(TESTO FORNITO)
Prosegue il viaggio di abruzzo24ore.tv negli altri crateri sismici. Dopo l'Irpinia e Giove in Val Topina, con tappa nell'ultimo insediamento di container, è la volta di Nocera, la grande incompiuta della ricostruzione post-sismica dell'Umbria. Riprese e testi sono di Filippo Tronca, il montaggio di Maria Laura Carducci.
NOCERA UMBRA E L'AQUILA: UN DESTINO COMUNE?
Nocera Umbra come la vicina Giove, per anni dimenticate al loro destino post-sismico, una volta che i riflettori si sono spenti sul terremoto dell'Umbria e delle Marche, hanno riscoperto la celebrità, e le luci della ribalta mediatica, solo dopo il terremoto del sei aprile 2009 a L'Aquila, diventando meta di pellegrinaggio per inviati gabibbi, agguerriti capitan ventosa, e indignati logoteti del regno, che hanno ricordato agli italiani che dopo tredici anni dal terremoto umbro, presunto miracolo, Nocera Umbra ancora non viene ricostruita e il suo centro storico è in buona parte distrutto. E che nella piccola frazione di Giove ci sono famiglie che vivono ancora nei container. Il tutto per imbastire una discutibile sineddoche televisiva: far passare cioè la parte, una piccola parte, per il tutto, infiocchettando così un chiaro messaggio ai telespettatori italiani: ''Visto che ha combinato Prodi? Altro che miracolo, il vero miracolo è quello che si sta facendo a L'Aquila!''. E ai telespettatori aquilani: ''Non vi lamentate troppo, non vedete che anche in Umbria ci sono dopo 13 anni case distrutte, zone rosse e macerie? E c'è gente che vive in umidi e orribili container, invece che in bellissime C.a.s.e.?''.

(ELENCO RIGHE)
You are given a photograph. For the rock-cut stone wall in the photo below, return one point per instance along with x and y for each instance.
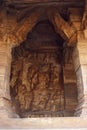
(36, 87)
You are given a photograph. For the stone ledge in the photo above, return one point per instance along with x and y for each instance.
(40, 123)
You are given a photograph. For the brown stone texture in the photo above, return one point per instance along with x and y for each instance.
(36, 76)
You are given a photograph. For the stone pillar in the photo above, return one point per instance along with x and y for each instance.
(5, 66)
(80, 63)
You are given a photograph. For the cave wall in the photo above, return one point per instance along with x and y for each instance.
(36, 74)
(36, 85)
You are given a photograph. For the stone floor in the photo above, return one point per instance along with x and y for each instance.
(65, 123)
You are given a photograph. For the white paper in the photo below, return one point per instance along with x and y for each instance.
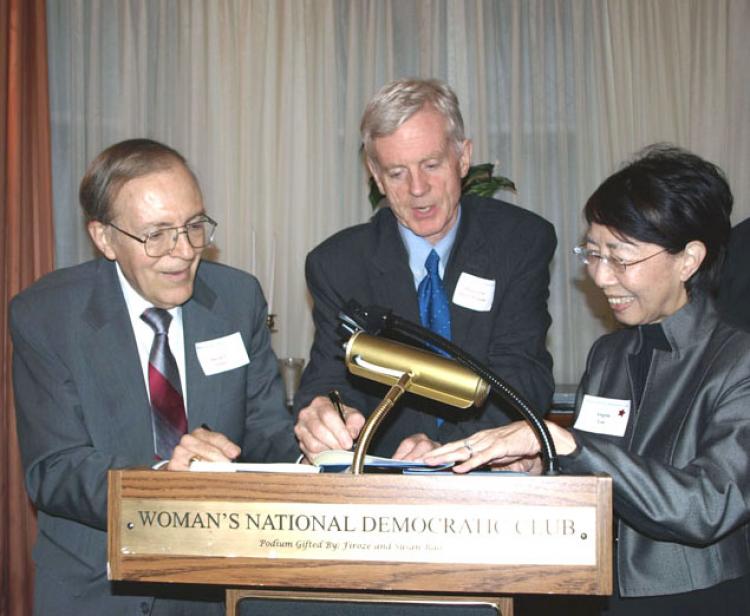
(204, 466)
(474, 293)
(222, 354)
(603, 415)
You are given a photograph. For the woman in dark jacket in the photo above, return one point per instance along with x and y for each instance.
(664, 404)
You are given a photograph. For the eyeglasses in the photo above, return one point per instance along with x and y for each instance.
(199, 233)
(591, 258)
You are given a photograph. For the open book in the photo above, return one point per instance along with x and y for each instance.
(332, 461)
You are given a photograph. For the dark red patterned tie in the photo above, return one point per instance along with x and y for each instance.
(167, 405)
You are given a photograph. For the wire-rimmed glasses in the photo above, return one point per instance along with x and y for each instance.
(199, 233)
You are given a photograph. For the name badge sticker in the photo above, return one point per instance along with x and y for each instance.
(603, 415)
(222, 354)
(474, 293)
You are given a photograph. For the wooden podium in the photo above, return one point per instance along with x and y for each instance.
(419, 538)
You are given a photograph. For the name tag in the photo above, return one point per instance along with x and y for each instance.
(474, 293)
(222, 354)
(603, 415)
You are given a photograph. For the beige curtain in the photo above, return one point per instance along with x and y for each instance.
(26, 252)
(264, 97)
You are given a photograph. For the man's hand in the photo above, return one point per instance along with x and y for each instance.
(320, 428)
(511, 447)
(415, 447)
(202, 444)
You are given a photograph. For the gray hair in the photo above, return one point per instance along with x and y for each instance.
(117, 165)
(399, 100)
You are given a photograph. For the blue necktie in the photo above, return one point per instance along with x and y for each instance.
(434, 310)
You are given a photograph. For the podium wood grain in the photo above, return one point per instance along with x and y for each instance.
(468, 491)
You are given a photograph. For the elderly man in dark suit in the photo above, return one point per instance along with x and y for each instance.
(118, 362)
(472, 269)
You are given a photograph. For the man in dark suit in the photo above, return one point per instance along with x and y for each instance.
(734, 289)
(492, 261)
(83, 370)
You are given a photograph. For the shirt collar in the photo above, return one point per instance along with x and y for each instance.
(419, 248)
(136, 303)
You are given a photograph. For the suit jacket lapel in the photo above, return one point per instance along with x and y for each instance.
(201, 322)
(109, 342)
(390, 276)
(469, 254)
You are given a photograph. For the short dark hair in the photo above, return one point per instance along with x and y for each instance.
(118, 164)
(669, 197)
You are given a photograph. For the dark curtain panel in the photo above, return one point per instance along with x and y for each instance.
(26, 252)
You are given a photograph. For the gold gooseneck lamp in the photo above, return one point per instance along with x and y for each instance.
(407, 369)
(461, 381)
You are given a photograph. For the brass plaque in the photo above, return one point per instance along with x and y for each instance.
(508, 534)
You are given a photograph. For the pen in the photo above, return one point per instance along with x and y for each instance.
(335, 399)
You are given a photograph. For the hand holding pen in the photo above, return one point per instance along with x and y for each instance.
(327, 423)
(335, 399)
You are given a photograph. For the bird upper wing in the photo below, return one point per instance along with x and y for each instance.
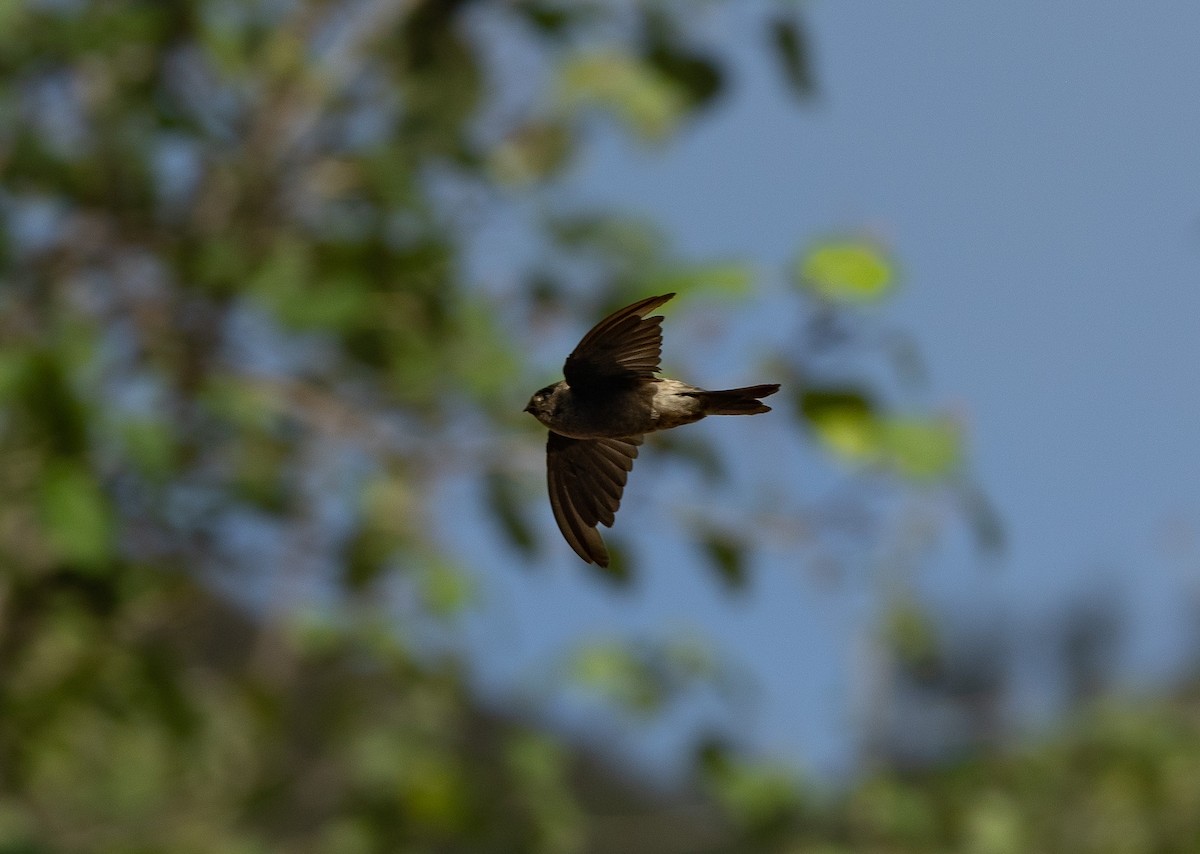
(586, 479)
(624, 346)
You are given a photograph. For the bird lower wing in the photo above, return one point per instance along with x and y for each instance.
(586, 480)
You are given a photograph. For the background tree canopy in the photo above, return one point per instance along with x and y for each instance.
(241, 346)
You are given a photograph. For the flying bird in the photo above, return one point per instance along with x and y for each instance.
(599, 414)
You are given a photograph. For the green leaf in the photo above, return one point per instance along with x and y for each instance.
(791, 46)
(150, 445)
(845, 422)
(647, 101)
(729, 278)
(534, 152)
(76, 515)
(846, 271)
(923, 447)
(445, 589)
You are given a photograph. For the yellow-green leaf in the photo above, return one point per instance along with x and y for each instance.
(76, 513)
(923, 447)
(846, 271)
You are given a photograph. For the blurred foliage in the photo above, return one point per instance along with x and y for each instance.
(845, 270)
(238, 350)
(1121, 779)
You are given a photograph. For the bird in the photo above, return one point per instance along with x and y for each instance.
(598, 415)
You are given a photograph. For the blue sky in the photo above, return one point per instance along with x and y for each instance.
(1033, 167)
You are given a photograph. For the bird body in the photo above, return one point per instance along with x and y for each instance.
(598, 415)
(640, 408)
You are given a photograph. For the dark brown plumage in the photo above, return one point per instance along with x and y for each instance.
(599, 414)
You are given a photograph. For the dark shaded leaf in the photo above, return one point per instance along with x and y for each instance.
(699, 76)
(791, 44)
(727, 557)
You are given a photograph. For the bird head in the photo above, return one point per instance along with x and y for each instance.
(541, 406)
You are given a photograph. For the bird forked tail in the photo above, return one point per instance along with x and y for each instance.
(739, 401)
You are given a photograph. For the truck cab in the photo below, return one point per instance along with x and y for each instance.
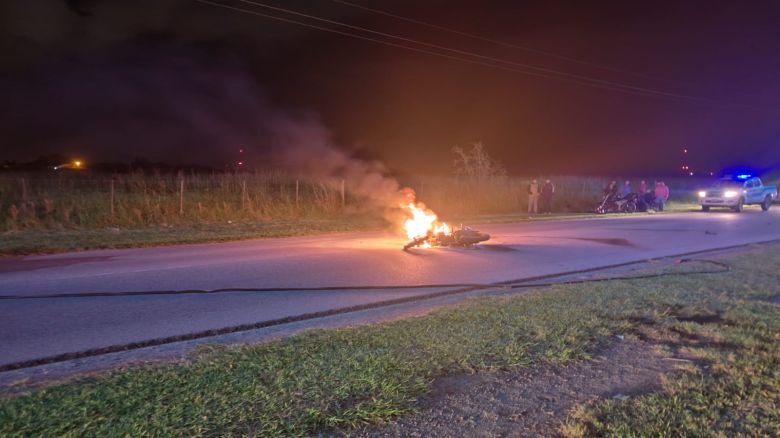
(736, 192)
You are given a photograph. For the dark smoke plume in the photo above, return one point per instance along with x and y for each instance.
(177, 106)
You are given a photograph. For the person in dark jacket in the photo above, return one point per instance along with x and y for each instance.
(533, 197)
(627, 189)
(547, 192)
(611, 189)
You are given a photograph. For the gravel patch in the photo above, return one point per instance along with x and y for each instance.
(529, 402)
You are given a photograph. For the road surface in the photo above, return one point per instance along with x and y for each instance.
(36, 328)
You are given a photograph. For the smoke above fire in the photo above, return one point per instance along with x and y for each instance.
(179, 106)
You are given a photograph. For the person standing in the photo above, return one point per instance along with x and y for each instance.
(661, 195)
(611, 189)
(547, 192)
(533, 197)
(626, 188)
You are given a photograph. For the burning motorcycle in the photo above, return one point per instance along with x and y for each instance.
(424, 231)
(464, 237)
(615, 204)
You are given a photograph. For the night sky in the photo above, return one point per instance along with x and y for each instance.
(189, 82)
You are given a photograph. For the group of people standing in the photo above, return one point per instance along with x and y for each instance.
(544, 193)
(659, 195)
(542, 196)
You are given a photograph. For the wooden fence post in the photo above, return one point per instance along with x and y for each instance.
(343, 195)
(243, 195)
(112, 198)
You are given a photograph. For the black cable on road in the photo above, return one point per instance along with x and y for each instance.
(512, 284)
(722, 267)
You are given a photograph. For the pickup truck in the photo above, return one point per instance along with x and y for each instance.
(736, 193)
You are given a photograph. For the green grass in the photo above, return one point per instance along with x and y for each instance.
(52, 241)
(342, 378)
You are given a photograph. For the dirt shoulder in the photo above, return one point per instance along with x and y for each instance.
(533, 401)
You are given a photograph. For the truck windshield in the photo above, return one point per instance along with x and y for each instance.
(725, 183)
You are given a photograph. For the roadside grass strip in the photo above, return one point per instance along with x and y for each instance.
(340, 379)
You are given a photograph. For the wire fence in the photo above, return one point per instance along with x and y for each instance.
(87, 200)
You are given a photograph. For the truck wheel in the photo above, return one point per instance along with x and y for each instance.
(740, 205)
(767, 203)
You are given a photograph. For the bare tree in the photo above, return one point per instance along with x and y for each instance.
(475, 164)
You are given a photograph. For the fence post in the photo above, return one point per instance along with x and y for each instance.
(243, 195)
(112, 198)
(181, 196)
(343, 195)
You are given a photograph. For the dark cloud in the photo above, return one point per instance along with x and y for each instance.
(180, 80)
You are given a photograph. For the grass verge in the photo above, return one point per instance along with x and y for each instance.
(52, 241)
(48, 241)
(330, 379)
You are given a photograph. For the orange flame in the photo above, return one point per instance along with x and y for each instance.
(422, 221)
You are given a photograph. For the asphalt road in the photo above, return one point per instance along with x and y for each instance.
(32, 329)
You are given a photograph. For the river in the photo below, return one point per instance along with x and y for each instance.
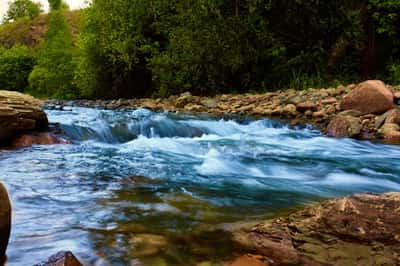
(155, 188)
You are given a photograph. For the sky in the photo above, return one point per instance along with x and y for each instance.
(74, 4)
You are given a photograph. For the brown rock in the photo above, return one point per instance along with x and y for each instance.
(289, 110)
(397, 95)
(369, 97)
(5, 221)
(249, 260)
(304, 106)
(393, 116)
(62, 258)
(20, 113)
(344, 126)
(390, 132)
(358, 230)
(330, 100)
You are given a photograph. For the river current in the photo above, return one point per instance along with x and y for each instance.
(154, 188)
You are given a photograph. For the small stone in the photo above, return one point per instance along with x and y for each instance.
(393, 116)
(330, 100)
(304, 106)
(344, 126)
(209, 103)
(145, 245)
(390, 132)
(62, 258)
(290, 110)
(354, 113)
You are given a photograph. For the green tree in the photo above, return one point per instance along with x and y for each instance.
(116, 41)
(55, 4)
(15, 65)
(21, 9)
(54, 73)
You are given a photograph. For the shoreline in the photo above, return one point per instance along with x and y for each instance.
(322, 108)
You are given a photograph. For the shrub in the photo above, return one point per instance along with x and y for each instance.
(15, 65)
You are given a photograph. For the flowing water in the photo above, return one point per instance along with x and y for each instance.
(142, 187)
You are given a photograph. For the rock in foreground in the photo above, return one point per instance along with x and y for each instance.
(369, 97)
(363, 229)
(5, 222)
(62, 258)
(20, 113)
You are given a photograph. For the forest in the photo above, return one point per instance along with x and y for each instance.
(158, 48)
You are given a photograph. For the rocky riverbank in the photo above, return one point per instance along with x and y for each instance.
(363, 229)
(365, 111)
(20, 113)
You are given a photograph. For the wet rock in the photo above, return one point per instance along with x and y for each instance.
(390, 132)
(62, 258)
(209, 103)
(369, 97)
(5, 221)
(358, 230)
(27, 140)
(344, 126)
(330, 100)
(20, 113)
(396, 95)
(393, 116)
(145, 245)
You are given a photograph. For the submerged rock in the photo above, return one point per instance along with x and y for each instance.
(20, 113)
(363, 229)
(5, 221)
(62, 258)
(369, 97)
(344, 126)
(26, 140)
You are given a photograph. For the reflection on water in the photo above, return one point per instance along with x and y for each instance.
(157, 188)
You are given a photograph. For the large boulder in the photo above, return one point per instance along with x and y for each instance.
(5, 221)
(20, 113)
(342, 126)
(363, 229)
(369, 97)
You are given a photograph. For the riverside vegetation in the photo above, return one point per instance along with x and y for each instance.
(140, 48)
(143, 88)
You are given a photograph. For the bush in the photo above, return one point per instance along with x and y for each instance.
(21, 9)
(15, 65)
(53, 76)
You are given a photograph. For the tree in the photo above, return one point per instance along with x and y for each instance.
(54, 73)
(55, 4)
(16, 64)
(21, 9)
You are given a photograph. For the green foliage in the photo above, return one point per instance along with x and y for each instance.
(115, 42)
(21, 9)
(394, 70)
(55, 4)
(53, 75)
(15, 65)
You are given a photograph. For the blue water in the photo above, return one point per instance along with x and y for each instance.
(131, 172)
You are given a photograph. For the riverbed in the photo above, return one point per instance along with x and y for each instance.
(159, 188)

(LAVORO RICHIESTO)
**1.** Rispondi a queste domande sul testo fornito:
(a) Chi ha curato riprese e testi?
(b) Dopo quanti anni dal terremoto umbro Nocera Umbra non risulta ancora ricostruita?
(c) In quale località vivono ancora famiglie nei container?
**2.** Per favore, riscrivi in forma più breve il paragrafo del testo fornito che inizia con "Nocera Umbra come la vicina Giove", mantenendone i fatti principali.
Le righe non hanno alcun legame con il testo fornito.

(SOLUZIONI PER ESERCIZIO)
**1.**
(a) Filippo Tronca.
(b) Tredici anni.
(c) Nella piccola frazione di Giove.

**2.** Per anni Nocera Umbra e Giove sono state dimenticate dopo il terremoto dell'Umbria e delle Marche. Sono tornate sotto i riflettori solo dopo il terremoto dell'Aquila del 6 aprile 2009, quando vari inviati televisivi hanno ricordato che, tredici anni dopo il sisma umbro, Nocera Umbra non è ancora ricostruita e ha il centro storico in gran parte distrutto, e che a Giove alcune famiglie vivono ancora nei container. Secondo il testo si tratta di una discutibile sineddoche televisiva, che fa passare una piccola parte per il tutto. Agli italiani il messaggio è che il vero miracolo non è quello di Prodi ma quello dell'Aquila. Agli aquilani si dice di non lamentarsi, perché in Umbria dopo 13 anni ci sono ancora macerie e container invece delle C.a.s.e.